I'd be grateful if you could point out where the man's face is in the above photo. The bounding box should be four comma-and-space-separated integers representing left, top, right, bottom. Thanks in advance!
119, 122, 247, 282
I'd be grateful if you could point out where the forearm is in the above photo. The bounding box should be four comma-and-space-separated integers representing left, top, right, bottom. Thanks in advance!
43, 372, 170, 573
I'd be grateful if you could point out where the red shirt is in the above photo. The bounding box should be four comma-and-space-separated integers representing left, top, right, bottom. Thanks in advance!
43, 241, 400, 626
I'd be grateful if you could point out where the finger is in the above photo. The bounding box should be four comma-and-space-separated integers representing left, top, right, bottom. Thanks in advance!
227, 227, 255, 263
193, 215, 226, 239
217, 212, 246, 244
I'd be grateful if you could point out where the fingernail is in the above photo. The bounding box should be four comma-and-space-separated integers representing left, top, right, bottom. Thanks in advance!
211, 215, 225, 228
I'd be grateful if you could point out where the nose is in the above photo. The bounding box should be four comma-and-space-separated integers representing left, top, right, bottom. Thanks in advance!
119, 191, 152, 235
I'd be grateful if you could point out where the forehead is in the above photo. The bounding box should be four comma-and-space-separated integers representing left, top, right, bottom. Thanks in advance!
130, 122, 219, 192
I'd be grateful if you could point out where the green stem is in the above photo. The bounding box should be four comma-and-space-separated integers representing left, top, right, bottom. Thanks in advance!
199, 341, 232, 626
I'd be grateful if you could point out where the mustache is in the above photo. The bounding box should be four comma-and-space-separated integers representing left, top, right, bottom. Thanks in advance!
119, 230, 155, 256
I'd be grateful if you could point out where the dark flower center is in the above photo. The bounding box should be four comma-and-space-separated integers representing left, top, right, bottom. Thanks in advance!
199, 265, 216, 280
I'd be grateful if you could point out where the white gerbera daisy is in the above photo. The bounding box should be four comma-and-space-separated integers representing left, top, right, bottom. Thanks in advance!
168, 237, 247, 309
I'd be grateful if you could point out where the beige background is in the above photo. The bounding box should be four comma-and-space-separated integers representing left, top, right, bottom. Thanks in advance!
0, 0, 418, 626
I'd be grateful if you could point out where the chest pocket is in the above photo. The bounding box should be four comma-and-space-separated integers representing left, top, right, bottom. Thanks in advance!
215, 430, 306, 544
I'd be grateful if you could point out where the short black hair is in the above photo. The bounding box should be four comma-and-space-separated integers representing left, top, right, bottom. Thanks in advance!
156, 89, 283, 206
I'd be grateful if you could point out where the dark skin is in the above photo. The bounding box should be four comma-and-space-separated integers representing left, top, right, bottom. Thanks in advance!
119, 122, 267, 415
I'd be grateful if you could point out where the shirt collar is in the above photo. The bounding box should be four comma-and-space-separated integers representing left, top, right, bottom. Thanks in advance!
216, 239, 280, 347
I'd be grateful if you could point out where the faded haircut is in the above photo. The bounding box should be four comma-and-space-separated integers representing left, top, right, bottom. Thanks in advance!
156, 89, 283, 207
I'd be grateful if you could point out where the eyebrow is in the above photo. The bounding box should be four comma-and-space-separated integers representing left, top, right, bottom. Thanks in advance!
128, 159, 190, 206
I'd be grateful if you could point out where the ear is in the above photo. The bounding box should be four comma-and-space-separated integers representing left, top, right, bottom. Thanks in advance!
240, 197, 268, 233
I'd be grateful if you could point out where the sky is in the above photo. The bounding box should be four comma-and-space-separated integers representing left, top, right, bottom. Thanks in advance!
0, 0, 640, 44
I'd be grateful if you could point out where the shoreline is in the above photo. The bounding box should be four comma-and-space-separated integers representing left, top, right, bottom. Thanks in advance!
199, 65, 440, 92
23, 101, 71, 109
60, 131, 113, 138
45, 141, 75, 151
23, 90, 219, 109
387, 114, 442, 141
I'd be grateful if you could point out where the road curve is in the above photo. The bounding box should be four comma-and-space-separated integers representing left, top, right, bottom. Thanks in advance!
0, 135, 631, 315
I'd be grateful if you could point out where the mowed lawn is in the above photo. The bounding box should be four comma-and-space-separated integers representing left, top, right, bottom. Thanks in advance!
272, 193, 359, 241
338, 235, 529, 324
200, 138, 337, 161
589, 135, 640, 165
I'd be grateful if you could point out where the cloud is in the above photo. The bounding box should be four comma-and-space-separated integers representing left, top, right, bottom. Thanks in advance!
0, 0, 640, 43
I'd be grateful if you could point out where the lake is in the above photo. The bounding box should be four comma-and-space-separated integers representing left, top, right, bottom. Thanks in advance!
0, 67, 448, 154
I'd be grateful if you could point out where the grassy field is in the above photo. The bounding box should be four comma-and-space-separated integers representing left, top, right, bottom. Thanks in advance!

- - -

▶ SHORT PROBLEM: Convert all the lines above into a JSON list of strings, one string per line, leaving out any blank lines.

▶ EXERCISE RESPONSE:
[
  "I'd be grateful if you could point out where the man's face is in the above photo. The bounding box should be four comma-and-space-separated integers representing left, top, right, bottom. Thanks in advance!",
  "119, 122, 247, 282",
  "I'd be grateful if you could point out where the forearm is in the above photo. The bounding box should be four comma-and-space-separated integers representing left, top, right, bottom. Thanks in advance!",
  "43, 372, 170, 573",
  "I'd be grateful if you could point out where the red shirt is in the above photo. The bounding box should be four comma-and-space-separated integers representing left, top, right, bottom. Thanks in advance!",
  "43, 241, 400, 626",
  "I'd be grateful if you could point out where the finger is in the above photo. The bounding box should be four comma-and-space-separated integers representing left, top, right, bottom. Thanks in advance!",
  "227, 227, 255, 263",
  "193, 215, 226, 239",
  "217, 212, 246, 244",
  "I'd be grateful if you could point out where the fingernail is in the above photo. The bounding box should be four comma-and-space-separated integers representing left, top, right, bottom. Thanks in advance!",
  "211, 215, 225, 228",
  "I'd be grateful if you could point out where the nose is in the above photo. The bounding box should be four comma-and-space-separated integers representing left, top, right, bottom. Thanks in advance!",
  "119, 191, 152, 235",
  "I'd be grateful if you could point out where the forehead is in the above photo. The bounding box should be four comma-and-space-separated integers representing left, top, right, bottom. Thanks in advance!",
  "130, 122, 219, 192",
  "I'd be grateful if you could point out where the green stem is in the above photo. The bounding box should be four comma-and-space-separated integers representing left, top, right, bottom. Thanks in advance!",
  "199, 341, 232, 626",
  "I'd be grateful if you could point out where the mustache is in the above photo. The bounding box should be four comma-and-space-separated integers representing left, top, right, bottom. Thanks in advance!",
  "119, 230, 155, 256",
  "I'd be grateful if you could point out where the dark flower center is in the above photo. The bounding box should be four comma-and-space-separated integers representing left, top, right, bottom. Thanks in advance!",
  "199, 265, 216, 280",
  "I'd be grateful if you could point out where the white gerbera daisy is in the above photo. The bounding box should be four comma-and-space-separated integers representing left, top, right, bottom. Thanks in advance!",
  "168, 237, 247, 309",
  "I'd be grateful if you could point out where the beige background is in the above photo. The bounding box should be four comma-and-space-separated integers representing left, top, right, bottom. Thanks in advance!",
  "0, 0, 418, 626",
  "I'd be grateful if you could point out where the chest pocket is in the above photo. The bounding box should be four comma-and-space-separated integers representing left, top, right, bottom. Thanks in advance!",
  "215, 430, 306, 544",
  "I'd be grateful if you could point out where the short black hair is in the above photo. The bounding box should be four comma-and-space-separated integers representing left, top, right, bottom. Thanks in advance!",
  "156, 89, 283, 206",
  "I'd be grateful if you could point out where the dark skin is in the above photo. The bounding box should be four comma-and-space-separated integers representing left, top, right, bottom. Thanks in advance!",
  "119, 122, 267, 415",
  "I'd be grateful if you could point out where the shirt collar is in the above photo. The bounding box should be four comma-and-space-separated integers representing left, top, right, bottom. Thanks in advance!",
  "216, 239, 280, 347",
  "I'd be grateful if you could point out where the faded haircut is in the above photo. The bounding box should be four comma-and-space-separated integers representing left, top, right, bottom. Thanks in advance!",
  "156, 89, 283, 207",
  "I'd be grateful if you could point out where the eyebrow is in the above photo. The bounding box should be four comma-and-space-separated integers representing left, top, right, bottom. Thanks in advance!",
  "128, 159, 190, 206",
  "I'd be grateful if you could point out where the ear is in the above photo. The bounding box should be four comma-and-space-separated integers representing left, top, right, bottom. Thanks in advance!",
  "240, 197, 268, 233",
  "I'd be grateful if you could point out where the sky is in the above photo. The bounding box should be four comma-and-space-separated integers representing left, top, right, bottom. Thanks in advance!",
  "0, 0, 640, 44",
  "I'd be grateful if you could point out where the shoreline is in the above photo. The bounding box should be four comma-and-space-separated integers representing left, top, right, bottom. Thanks in advance!",
  "199, 65, 440, 92",
  "23, 101, 71, 109",
  "60, 131, 113, 138",
  "45, 141, 75, 151",
  "23, 90, 219, 109",
  "387, 114, 442, 141",
  "I'd be grateful if you could point out where the road curve is in the above photo. The bounding box should be four comma-and-space-separated integers representing left, top, right, bottom. Thanks in advance!",
  "0, 135, 631, 315",
  "I'd be grateful if you could point out where the mowed lawn is in the above photo. The bounding box should be four comma-and-space-separated integers representing left, top, right, bottom. Thanks in advance!",
  "272, 193, 359, 241",
  "338, 235, 529, 324",
  "200, 138, 337, 161",
  "589, 135, 640, 165",
  "I'd be grateful if you could point out where the cloud is in the above photo. The bounding box should be four comma-and-space-separated integers representing left, top, right, bottom. Thanks in advance!",
  "0, 0, 640, 43",
  "I'd be grateful if you could point out where the lake is in the above photo. The bounding box should be four comma-and-space-separated integers representing left, top, right, bottom. Thanks in advance!",
  "0, 67, 448, 154",
  "I'd be grateful if you could point out where the grassy field is in the above photo. The bounding box should be four comma-and-space-separated integers representing left, top, right, bottom. Thanks in advance!"
]